## Selected extract
■ ■ ■ ■
I digest any and all artistic precepts and schools of thought... and then I reject them all. Then I court them again, giving them a chance to earn back my trust. "Doveryai, no proveryai." Trust but verify.

 

I don't favor form over line, nor realism over abstraction, nor glazing over impasto... what I favor is the tension between the extremes. Tension creates energy, and without it – as with a lax guitar string – a composition will fail to resonate.

 

I even do this with my own painting method, and each time I paint I attack the canvas in a different way. I'm sure the people in my painting group think I am, at times, the most senseless Bohemian, especially when they catch a view of the train wrecks I sometimes create with paint on canvas. I appreciate their kindnesses in not pointedly making me aware of my gaffes, and they are quick to encourage my successes.

 

The successes I have are not prodigal. I paint a lot, and when I don't have a brush in my hand I am thinking about art; mine, traditional and modern art, life as it relates to art, and vice-versa. I am seeking the unknown chord, that which will be made perfect in the context of the viewer's inner music.

 

To better articulate almost-iconoclasm, let's move in the other direction: The things I love in art: line and form; tonalism and fauvism; impressionism and dadaism; painterly and linear; bold and subtle; represented and implied; warm and cool; dark and light; earnest and absurd; coherent and irrational; chastity and pornography; cave painting and photo-realism.
■ ■ ■ ■
## Material provided
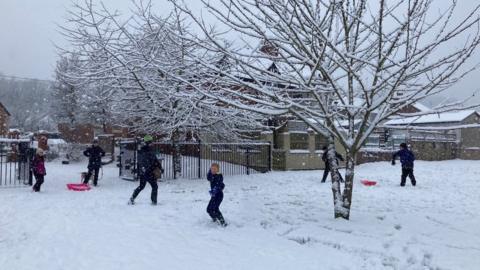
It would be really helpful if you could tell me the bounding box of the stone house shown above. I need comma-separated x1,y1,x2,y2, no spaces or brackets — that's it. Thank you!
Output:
0,102,11,136
385,110,480,159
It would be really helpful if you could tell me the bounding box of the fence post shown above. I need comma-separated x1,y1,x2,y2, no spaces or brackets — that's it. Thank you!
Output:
172,141,177,179
246,146,250,175
198,140,202,179
268,142,273,172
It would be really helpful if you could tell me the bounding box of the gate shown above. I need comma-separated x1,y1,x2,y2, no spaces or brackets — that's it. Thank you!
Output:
0,138,33,188
119,141,272,180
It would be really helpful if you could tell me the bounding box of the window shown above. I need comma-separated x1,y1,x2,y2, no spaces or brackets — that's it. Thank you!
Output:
315,134,328,150
290,133,308,150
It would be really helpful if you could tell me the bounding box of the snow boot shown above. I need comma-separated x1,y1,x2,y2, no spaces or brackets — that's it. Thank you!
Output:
128,198,135,205
218,217,228,227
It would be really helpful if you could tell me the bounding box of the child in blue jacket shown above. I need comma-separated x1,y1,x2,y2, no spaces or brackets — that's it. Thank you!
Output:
207,163,227,227
392,143,417,187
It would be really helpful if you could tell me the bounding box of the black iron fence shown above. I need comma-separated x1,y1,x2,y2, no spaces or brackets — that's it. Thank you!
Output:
■ ■ ■ ■
## To do
[1] In the artist's statement, which three pairings does the writer say are not favored one over the other?
[2] According to the artist's statement, what does tension create?
[3] Resume the artist's statement from its final sentence, keeping the writer's voice.
The data bears no relation to the artist's statement.

## Expected outputs
[1] Form over line, realism over abstraction, and glazing over impasto.

[2] Tension creates energy.

[3]
I truly love it all, or at least I love the continuum, and I will be the first to point out that the emperor has no clothes to the artist who embraces a yin without recognizing the validity of the yang. The power of one is derived from the existence of its complement.

 

In art, this power can be intellectualized, critiqued, and analyzed, but these practices serve only to teach us how to see. The tension and the power – the intensity – only exists in the moments of perception. It is then and there that the potential is released.

 

In my art, certain stylistic elements recur often enough to be recognizable. My goal is to continue my artistic journey as a raw expedition in search of this sublime prey: intensity. Along the path I will gather tools and techniques, reject some, allow some to evolve. Like an internal debate, or an intellection-emotional crossing of swords, the art will be sharpened over the years in this process of steel-on-steel.

 

I hope to create images that have meaning, emotional energy, and intensity. That is the payoff... the victory.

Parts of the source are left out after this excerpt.